• **Passage for review**
|---|

Ishmael Interactive

The Scientific Method of Business

The CX of MCP, LLMs, and APIs

Welcome to another week of Software Engineers Solve CX Problems™️. Well, almost: complete solutions through technology almost never happen. But engineers and engineering companies frequently think they do and tell us so in the marketing. The past couple of weeks have been no exception.

The Release

A few weeks ago, Anthropic, the makers of Claude.ai, a generative artificial intelligence large language model or LLM, launched a standard for integrating software services with LLMs. This means that software like Slack and Google Drive could be easily connected to common generative AI models like Claude, Gemini, and Llama. Anthropic calls this the Model Content Protocol, or MCP.

This is important because until a few weeks ago, if you wanted to use an LLM with a software service, you had to hook them together manually. This “hooking together” was done through Applied Programming Interfaces, or APIs.* This worked, but it was tedious and prone to enormous complications once you had more than a few services’ APIs connecting into your LLM(s)’ API(s).

Enter the MCP, and suddenly any number of software services your organization uses could be connected to the LLM(s) your organization uses quickly and seamlessly. This is because the MCP is a standard set of rules that all developers of software services and all developers of LLMs could build towards. So instead of every service and every LLM company having their own ways of providing connections, each service knows it can simply build their API towards the MCP’s connections, and the MCP will connect them all together.

But aside from wizzy hookups between services and LLMs, what purpose does it serve? Backend software company Zapier has an answer.

The Business Application

Zapier is a company providing automation for software tasks without coding. They use events they call “triggers” to start workflows they call “zaps”, which is unforgivable. They are very excited to use MCP to help their customers link up LLMs across multiple services and use Zapier to do it automatically. This means that if a customer fills out and submits a form to one part of an organization, Zapier can ensure that the information is entered into a database, notify a client services person on slack (a standard Zap), and that the text for a follow up email is produced for the client services person. This last part is done by MCP translating between the database and email software. If you want to customize that Slack notification as well, that, too, would be handled by the MCP and an LLM working together.

|---|

• **What you have to do**
Using the article on MCP, decide whether each statement agrees with it, answering yes or no and quoting the deciding words: 1. Zapier calls the events that start its workflows "triggers." 2. Before MCP, an LLM could not be connected to a software service at all. 3. In the form example, the standard Zap sends its Slack notification to the client. Rely on the article on MCP alone.

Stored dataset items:

|---|

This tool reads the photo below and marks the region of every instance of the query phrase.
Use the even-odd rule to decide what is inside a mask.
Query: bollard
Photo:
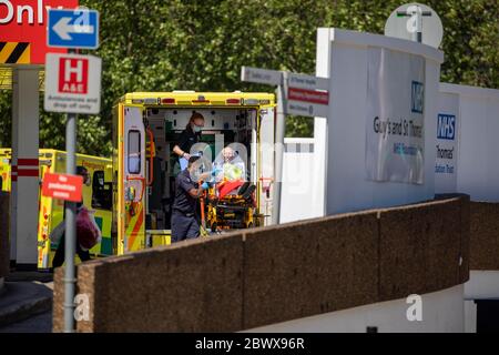
[[[9,274],[10,267],[10,194],[0,192],[0,292],[3,288],[3,280]]]

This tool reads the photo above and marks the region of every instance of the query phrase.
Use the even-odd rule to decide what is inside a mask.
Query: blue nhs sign
[[[437,138],[454,141],[456,138],[456,116],[454,114],[438,114]]]
[[[416,113],[422,113],[424,100],[425,100],[425,90],[422,82],[413,81],[410,90],[410,111]]]

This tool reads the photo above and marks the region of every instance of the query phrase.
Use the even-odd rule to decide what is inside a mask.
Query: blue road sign
[[[47,45],[98,49],[99,12],[88,9],[49,10]]]

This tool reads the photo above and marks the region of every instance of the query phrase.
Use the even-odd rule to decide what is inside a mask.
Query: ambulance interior
[[[172,150],[194,111],[203,114],[205,120],[200,140],[200,143],[204,144],[195,144],[191,153],[200,154],[213,162],[217,156],[220,159],[224,146],[240,143],[232,146],[236,146],[235,154],[243,158],[246,164],[245,181],[256,185],[256,152],[252,151],[256,149],[256,144],[252,142],[256,143],[257,140],[255,108],[149,108],[144,122],[149,134],[153,136],[155,153],[152,159],[153,181],[146,190],[146,230],[171,229],[174,183],[180,172],[177,156]],[[150,159],[147,159],[147,172],[150,171],[149,162]]]

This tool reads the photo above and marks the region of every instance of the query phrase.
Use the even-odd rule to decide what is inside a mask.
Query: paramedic
[[[173,148],[173,152],[179,155],[181,171],[187,166],[191,158],[191,148],[200,141],[201,129],[204,126],[204,116],[194,112],[189,120],[185,130],[181,133],[179,143]]]
[[[204,190],[208,189],[207,182],[201,186],[193,182],[194,163],[200,156],[189,159],[187,169],[184,169],[175,179],[175,200],[172,212],[172,242],[200,236],[200,223],[196,216],[196,203]]]
[[[83,176],[84,185],[90,185],[90,174],[89,174],[89,171],[86,170],[86,168],[81,166],[81,165],[77,166],[77,174]],[[83,202],[78,202],[77,203],[77,215],[81,211],[82,207],[83,207]],[[64,204],[64,213],[65,213],[65,204]],[[62,220],[61,223],[65,223],[65,221]],[[65,235],[62,234],[61,240],[58,245],[58,250],[55,251],[55,255],[53,256],[52,267],[62,266],[62,264],[64,263],[64,257],[65,257],[64,244],[65,244]],[[80,246],[80,243],[78,243],[78,236],[77,236],[77,254],[82,262],[90,260],[89,251],[85,251]]]

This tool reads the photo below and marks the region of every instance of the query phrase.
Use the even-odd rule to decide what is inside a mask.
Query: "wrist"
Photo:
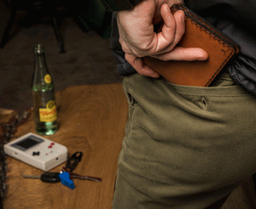
[[[132,9],[143,0],[101,0],[105,8],[109,12],[118,12]]]

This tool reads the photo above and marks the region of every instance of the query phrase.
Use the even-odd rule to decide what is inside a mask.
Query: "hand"
[[[125,59],[141,75],[159,77],[147,66],[142,57],[151,56],[161,60],[206,60],[207,53],[198,48],[177,47],[185,31],[184,13],[172,14],[170,8],[181,1],[143,0],[132,10],[117,14],[119,42]],[[161,32],[154,31],[154,25],[164,21]]]

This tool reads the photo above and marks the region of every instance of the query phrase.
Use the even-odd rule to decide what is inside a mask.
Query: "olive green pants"
[[[129,102],[113,209],[202,209],[256,172],[256,97],[224,74],[214,87],[125,77]]]

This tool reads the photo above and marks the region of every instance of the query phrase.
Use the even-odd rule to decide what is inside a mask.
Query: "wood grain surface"
[[[82,151],[82,161],[73,172],[102,178],[102,182],[73,179],[72,190],[61,183],[23,178],[44,172],[8,157],[4,209],[110,209],[127,119],[121,84],[71,87],[56,93],[56,103],[60,129],[45,138],[67,146],[70,155]],[[32,115],[19,127],[15,138],[29,132],[35,133]],[[59,172],[64,165],[51,171]]]

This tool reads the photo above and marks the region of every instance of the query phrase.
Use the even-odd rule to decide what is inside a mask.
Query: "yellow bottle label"
[[[46,83],[48,83],[48,84],[51,82],[51,77],[50,77],[49,74],[46,74],[45,75],[45,76],[44,76],[44,82]]]
[[[39,108],[40,121],[52,122],[57,119],[57,108],[55,102],[50,100],[47,103],[46,108]]]

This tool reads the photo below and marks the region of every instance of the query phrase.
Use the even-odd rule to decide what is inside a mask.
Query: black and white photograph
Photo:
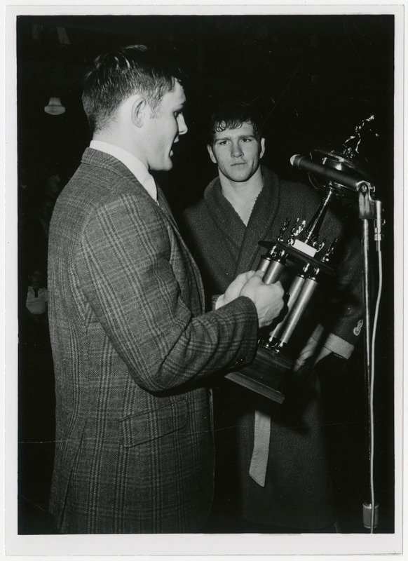
[[[6,8],[8,555],[402,552],[404,6],[207,8]]]

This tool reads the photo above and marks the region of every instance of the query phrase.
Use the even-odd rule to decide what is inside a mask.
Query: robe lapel
[[[264,188],[258,196],[245,229],[236,264],[236,276],[250,269],[256,269],[259,257],[265,250],[259,245],[261,240],[271,240],[270,230],[279,206],[278,177],[262,168]]]

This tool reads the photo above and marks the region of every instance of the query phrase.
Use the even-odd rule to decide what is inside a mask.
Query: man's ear
[[[265,139],[261,139],[261,152],[259,153],[259,158],[261,158],[265,154]]]
[[[211,158],[212,163],[217,163],[217,160],[214,156],[214,152],[212,151],[212,147],[211,144],[207,144],[207,149],[208,150],[208,154],[210,154],[210,158]]]
[[[144,97],[140,95],[135,96],[132,104],[132,122],[140,128],[146,120],[149,112],[149,106]]]

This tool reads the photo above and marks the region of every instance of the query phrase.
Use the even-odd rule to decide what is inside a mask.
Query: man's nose
[[[233,142],[231,149],[231,154],[232,156],[235,158],[239,158],[243,154],[242,148],[240,147],[238,142]]]
[[[177,117],[177,125],[179,127],[179,135],[185,135],[187,130],[187,126],[184,120],[184,116],[180,114]]]

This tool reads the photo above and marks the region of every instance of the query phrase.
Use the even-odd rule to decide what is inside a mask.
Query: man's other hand
[[[229,304],[235,300],[236,298],[238,298],[243,285],[254,274],[254,271],[247,271],[246,273],[241,273],[240,275],[238,275],[229,285],[225,292],[218,298],[215,304],[215,309],[217,310],[218,308],[221,308],[222,306],[225,306],[226,304]]]
[[[246,281],[240,292],[240,296],[247,296],[255,304],[259,327],[271,323],[283,308],[282,285],[280,283],[265,285],[262,283],[263,276],[264,271],[257,271]]]

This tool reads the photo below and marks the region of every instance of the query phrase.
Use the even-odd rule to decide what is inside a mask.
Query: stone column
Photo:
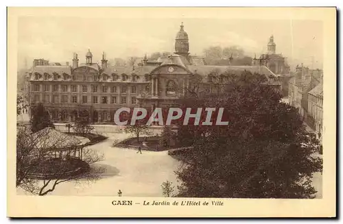
[[[152,96],[154,96],[154,80],[155,79],[154,78],[152,78],[152,85],[151,85],[151,95]]]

|---|

• **Expected output**
1. Yes: "They use events they call “triggers” to start workflows"
2. No: "you had to hook them together manually" and "This worked, but it was tedious"
3. No: "notify a client services person on slack (a standard Zap)"